- _Exercise requirements_
Check each statement against the auditor tool description. Answer yes or no, and quote the text's deciding words. 1. The NCT scan is the tool's default analysis mode. 2. The haskell runtime treats X19-X22 and SP as public pointers. 3. The generic runtime includes secondary stack tracking.

- _Supplied passage_
A research-grade Haskell tool for static analysis of AArch64 assembly, focused on constant-time auditing for cryptographic code.
ppad-auditor provides two analysis modes:
-
Taint analysis (default): Tracks how secret data flows through registers and memory, flagging loads/stores where the address may depend on secret values (cache timing side-channels).
-
NCT scan (
--scan-nct): Identifies non-constant-time instructions (variable-time division, conditional branches, etc.) that may leak secrets through execution timing.
The tool is parameterised over a runtime configuration, so it can
adapt to different compilers and calling conventions. The default
runtime (haskell) understands GHC's STG calling conventions,
treating registers like X19-X22 and SP as public pointers. A
generic runtime is also available as a baseline for C, Rust, or
Go code.
Basic usage (defaults to Haskell/GHC runtime):
$ auditor -i input.s
Sample output:
LBB0_4:42: unknown base register x8
Lloh5:62: unknown base register x9
Lines checked: 202
Memory accesses: 37
Violations: 2
Use --runtime to select the target runtime:
$ auditor -i input.s --runtime haskell # default
$ auditor -i input.s --runtime generic # C/Rust/Go baseline
The haskell runtime configures GHC's STG register conventions,
secondary stack tracking (X20), pointer untagging masks, and
runtime pattern filtering. The generic runtime uses only
hardware stack/frame pointers and zero registers as public roots,
with no secondary stack or untagging heuristics.

Rows from a pointing dataset
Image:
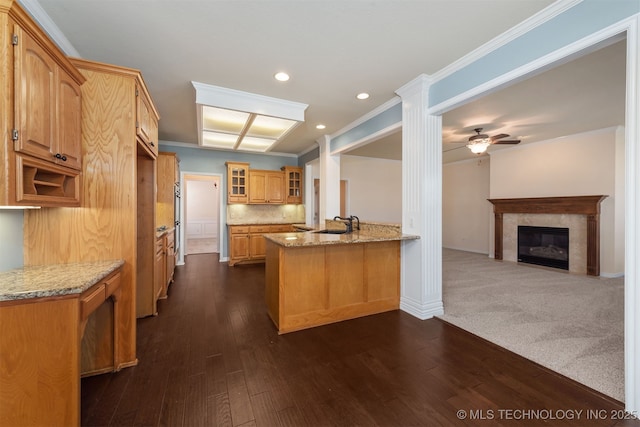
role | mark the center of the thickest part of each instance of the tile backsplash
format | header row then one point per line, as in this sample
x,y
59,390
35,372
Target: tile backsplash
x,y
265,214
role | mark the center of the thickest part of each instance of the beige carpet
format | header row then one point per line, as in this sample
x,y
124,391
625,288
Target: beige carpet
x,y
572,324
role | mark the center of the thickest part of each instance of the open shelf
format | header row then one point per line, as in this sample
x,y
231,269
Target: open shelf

* * *

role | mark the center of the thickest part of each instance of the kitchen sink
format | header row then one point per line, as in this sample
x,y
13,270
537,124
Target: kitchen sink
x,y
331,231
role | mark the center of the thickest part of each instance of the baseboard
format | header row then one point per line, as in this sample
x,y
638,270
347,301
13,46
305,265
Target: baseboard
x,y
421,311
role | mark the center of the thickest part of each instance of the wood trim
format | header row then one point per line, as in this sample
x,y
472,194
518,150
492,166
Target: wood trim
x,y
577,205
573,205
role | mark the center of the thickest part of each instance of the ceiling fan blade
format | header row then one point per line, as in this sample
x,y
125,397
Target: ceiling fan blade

- _Output for this exercise_
1. No: "Taint analysis (default)"
2. Yes: "treating registers like X19-X22 and SP as public pointers"
3. No: "with no secondary stack or untagging heuristics"